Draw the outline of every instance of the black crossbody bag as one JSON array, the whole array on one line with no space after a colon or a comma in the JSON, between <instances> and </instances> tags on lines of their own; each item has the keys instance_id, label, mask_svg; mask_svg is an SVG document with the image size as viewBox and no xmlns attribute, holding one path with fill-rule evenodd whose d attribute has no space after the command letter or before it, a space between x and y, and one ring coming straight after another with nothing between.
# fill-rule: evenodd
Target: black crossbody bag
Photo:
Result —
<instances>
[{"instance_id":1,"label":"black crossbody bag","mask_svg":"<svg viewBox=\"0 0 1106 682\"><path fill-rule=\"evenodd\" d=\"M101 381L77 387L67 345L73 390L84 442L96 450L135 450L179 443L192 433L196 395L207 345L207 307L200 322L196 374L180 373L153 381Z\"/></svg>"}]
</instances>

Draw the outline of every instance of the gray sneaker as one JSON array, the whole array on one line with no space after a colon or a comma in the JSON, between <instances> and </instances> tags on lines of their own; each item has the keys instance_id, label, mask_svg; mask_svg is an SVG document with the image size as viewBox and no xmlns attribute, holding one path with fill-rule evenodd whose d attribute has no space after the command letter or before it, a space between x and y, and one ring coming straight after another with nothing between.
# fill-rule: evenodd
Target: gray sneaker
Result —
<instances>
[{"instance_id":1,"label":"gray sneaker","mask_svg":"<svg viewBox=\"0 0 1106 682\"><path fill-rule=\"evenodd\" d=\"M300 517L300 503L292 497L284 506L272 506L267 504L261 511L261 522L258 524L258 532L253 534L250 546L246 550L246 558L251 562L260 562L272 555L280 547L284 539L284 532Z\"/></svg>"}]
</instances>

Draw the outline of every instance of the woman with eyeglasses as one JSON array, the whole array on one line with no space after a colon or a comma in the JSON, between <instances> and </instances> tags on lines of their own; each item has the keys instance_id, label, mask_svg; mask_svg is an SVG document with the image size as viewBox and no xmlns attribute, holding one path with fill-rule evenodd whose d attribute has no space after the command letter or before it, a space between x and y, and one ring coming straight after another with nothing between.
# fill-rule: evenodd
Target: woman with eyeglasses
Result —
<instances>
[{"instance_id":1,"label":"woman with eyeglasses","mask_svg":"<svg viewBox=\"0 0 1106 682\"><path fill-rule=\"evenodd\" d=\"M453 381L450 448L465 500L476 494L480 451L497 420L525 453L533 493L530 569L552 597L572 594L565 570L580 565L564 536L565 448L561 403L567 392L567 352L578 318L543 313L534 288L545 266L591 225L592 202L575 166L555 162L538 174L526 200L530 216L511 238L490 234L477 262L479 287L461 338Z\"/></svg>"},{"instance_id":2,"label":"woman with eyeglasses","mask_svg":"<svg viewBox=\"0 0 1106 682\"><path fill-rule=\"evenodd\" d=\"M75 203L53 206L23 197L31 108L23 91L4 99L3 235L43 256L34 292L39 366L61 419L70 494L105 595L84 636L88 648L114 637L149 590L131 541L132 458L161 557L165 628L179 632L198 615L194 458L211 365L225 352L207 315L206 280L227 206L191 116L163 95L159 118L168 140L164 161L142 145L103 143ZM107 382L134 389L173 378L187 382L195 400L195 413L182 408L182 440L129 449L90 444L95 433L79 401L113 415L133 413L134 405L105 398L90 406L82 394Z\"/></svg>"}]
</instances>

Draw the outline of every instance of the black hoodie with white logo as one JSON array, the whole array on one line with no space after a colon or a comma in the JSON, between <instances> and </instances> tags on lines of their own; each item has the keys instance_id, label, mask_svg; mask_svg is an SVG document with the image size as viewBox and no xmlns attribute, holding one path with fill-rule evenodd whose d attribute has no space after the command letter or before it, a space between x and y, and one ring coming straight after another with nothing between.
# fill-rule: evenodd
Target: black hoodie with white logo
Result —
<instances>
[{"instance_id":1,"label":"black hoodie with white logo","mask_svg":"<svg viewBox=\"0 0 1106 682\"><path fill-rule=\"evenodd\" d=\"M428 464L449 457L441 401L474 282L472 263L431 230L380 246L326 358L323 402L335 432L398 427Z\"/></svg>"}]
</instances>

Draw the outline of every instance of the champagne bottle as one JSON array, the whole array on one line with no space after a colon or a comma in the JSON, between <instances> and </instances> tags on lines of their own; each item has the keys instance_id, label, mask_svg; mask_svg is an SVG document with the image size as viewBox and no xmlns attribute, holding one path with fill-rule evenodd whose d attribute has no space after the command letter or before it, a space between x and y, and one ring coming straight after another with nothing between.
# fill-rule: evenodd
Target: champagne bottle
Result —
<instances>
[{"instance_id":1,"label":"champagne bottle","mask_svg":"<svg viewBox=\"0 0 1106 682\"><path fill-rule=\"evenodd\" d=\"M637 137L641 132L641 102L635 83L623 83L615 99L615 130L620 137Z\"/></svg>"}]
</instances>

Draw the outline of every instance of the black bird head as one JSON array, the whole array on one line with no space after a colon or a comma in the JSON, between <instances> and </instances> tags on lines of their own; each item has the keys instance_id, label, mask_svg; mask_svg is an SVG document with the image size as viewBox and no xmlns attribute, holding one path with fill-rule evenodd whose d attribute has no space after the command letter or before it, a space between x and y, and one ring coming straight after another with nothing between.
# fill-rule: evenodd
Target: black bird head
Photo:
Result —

::::::::

▸ **Work to complete**: Reproduce every line of the listing above verbatim, from first to last, with no changes.

▸ **Task output**:
Draw the outline of every instance of the black crossbody bag as one JSON array, the whole array on one line with no space after a colon or a comma in the JSON, between <instances> and </instances> tags on lines of their own; each item has the keys instance_id, label, mask_svg; mask_svg is an SVG document with the image size as viewBox and no xmlns attribute, holding one path with fill-rule evenodd whose d attribute has no space after the command letter or before it, a space between x and y, and one ring coming straight after another with nothing between.
# fill-rule: evenodd
Target: black crossbody bag
Photo:
Result —
<instances>
[{"instance_id":1,"label":"black crossbody bag","mask_svg":"<svg viewBox=\"0 0 1106 682\"><path fill-rule=\"evenodd\" d=\"M101 381L77 387L67 345L73 390L84 442L96 450L135 450L179 443L192 433L196 395L207 345L207 307L200 322L196 374L180 373L153 381Z\"/></svg>"}]
</instances>

Draw the outline of every instance of the gray sneaker as one JSON array, the whole array on one line with no space after a colon or a comma in the JSON, between <instances> and </instances> tags on lines of their own; each item has the keys instance_id, label, mask_svg; mask_svg is an SVG document with the image size as viewBox and no xmlns attribute, holding one path with fill-rule evenodd whose d attribute has no space after the command letter or before it, a space between x and y, and one ring coming straight after another with nothing between.
# fill-rule: evenodd
Target: gray sneaker
Result —
<instances>
[{"instance_id":1,"label":"gray sneaker","mask_svg":"<svg viewBox=\"0 0 1106 682\"><path fill-rule=\"evenodd\" d=\"M300 517L300 503L292 497L284 506L272 506L267 504L261 511L261 522L258 524L258 532L253 534L250 546L246 550L246 558L251 562L260 562L272 555L280 547L284 539L284 532Z\"/></svg>"}]
</instances>

Draw the outline of every instance of the woman with eyeglasses as one JSON array, the whole array on one line with no space after a colon or a comma in the JSON, between <instances> and </instances> tags on lines of their own; each item has the keys instance_id, label, mask_svg; mask_svg is an SVG document with the image size as viewBox and no xmlns attribute, holding one path with fill-rule evenodd whose d attribute has no space after the command letter or before it, a space between x and y, and one ring coming straight after another with nothing between.
# fill-rule: evenodd
Target: woman with eyeglasses
Result —
<instances>
[{"instance_id":1,"label":"woman with eyeglasses","mask_svg":"<svg viewBox=\"0 0 1106 682\"><path fill-rule=\"evenodd\" d=\"M453 381L450 448L465 500L476 494L480 451L497 420L525 453L533 493L530 569L552 597L572 594L565 570L580 565L564 536L565 448L561 403L567 392L567 352L578 318L543 313L534 288L545 266L591 225L592 202L575 166L555 162L538 174L526 200L530 216L511 238L490 234L477 262L479 287L461 338Z\"/></svg>"},{"instance_id":2,"label":"woman with eyeglasses","mask_svg":"<svg viewBox=\"0 0 1106 682\"><path fill-rule=\"evenodd\" d=\"M75 203L53 206L23 197L31 108L23 91L4 99L3 235L43 256L34 292L39 366L61 419L70 494L105 595L84 636L88 648L114 637L149 590L131 541L132 458L161 557L165 628L179 632L198 615L194 458L211 365L225 352L207 315L206 280L227 206L191 116L163 95L159 118L168 140L164 161L142 145L103 143ZM107 382L134 389L173 378L187 382L195 400L195 413L182 408L182 440L129 449L90 444L95 433L79 401L113 415L133 413L134 405L105 398L90 406L82 394Z\"/></svg>"}]
</instances>

Draw the outline of every instance of the black hoodie with white logo as one JSON array, the whole array on one line with no space after a colon or a comma in the JSON, between <instances> and </instances> tags on lines of their own; each item has the keys instance_id, label, mask_svg; mask_svg is an SVG document with the image size as viewBox and no xmlns attribute, holding one path with fill-rule evenodd whose d attribute has no space after the command letter or before it, a space between x and y, and one ring coming straight after another with nothing between.
# fill-rule: evenodd
Target: black hoodie with white logo
Result —
<instances>
[{"instance_id":1,"label":"black hoodie with white logo","mask_svg":"<svg viewBox=\"0 0 1106 682\"><path fill-rule=\"evenodd\" d=\"M428 464L449 457L441 401L474 282L472 263L431 230L380 246L326 358L323 402L335 432L398 427Z\"/></svg>"}]
</instances>

Draw the outline of every instance of the champagne bottle as one JSON array, the whole array on one line with no space after a colon or a comma in the JSON, between <instances> and </instances> tags on lines of their own; each item has the keys instance_id, label, mask_svg; mask_svg is an SVG document with the image size as viewBox and no xmlns attribute, holding one path with fill-rule evenodd whose d attribute has no space after the command letter or before it, a space between x and y, and one ring coming straight after another with nothing between.
# fill-rule: evenodd
Target: champagne bottle
Result —
<instances>
[{"instance_id":1,"label":"champagne bottle","mask_svg":"<svg viewBox=\"0 0 1106 682\"><path fill-rule=\"evenodd\" d=\"M637 137L641 132L641 102L635 83L623 83L615 99L615 130L620 137Z\"/></svg>"}]
</instances>

Draw the outline of every instance of the black bird head as one JSON array, the whole array on one line with no space after a colon or a comma in the JSON, between <instances> and </instances> tags on lines of their own; each item has the keys instance_id, label, mask_svg; mask_svg is an SVG document with the image size as viewBox and no xmlns attribute, holding one path with fill-rule evenodd whose d attribute has no space after the command letter or before it, a space between x and y, and one ring coming straight after another with nothing between.
# fill-rule: evenodd
Target: black bird head
Photo:
Result —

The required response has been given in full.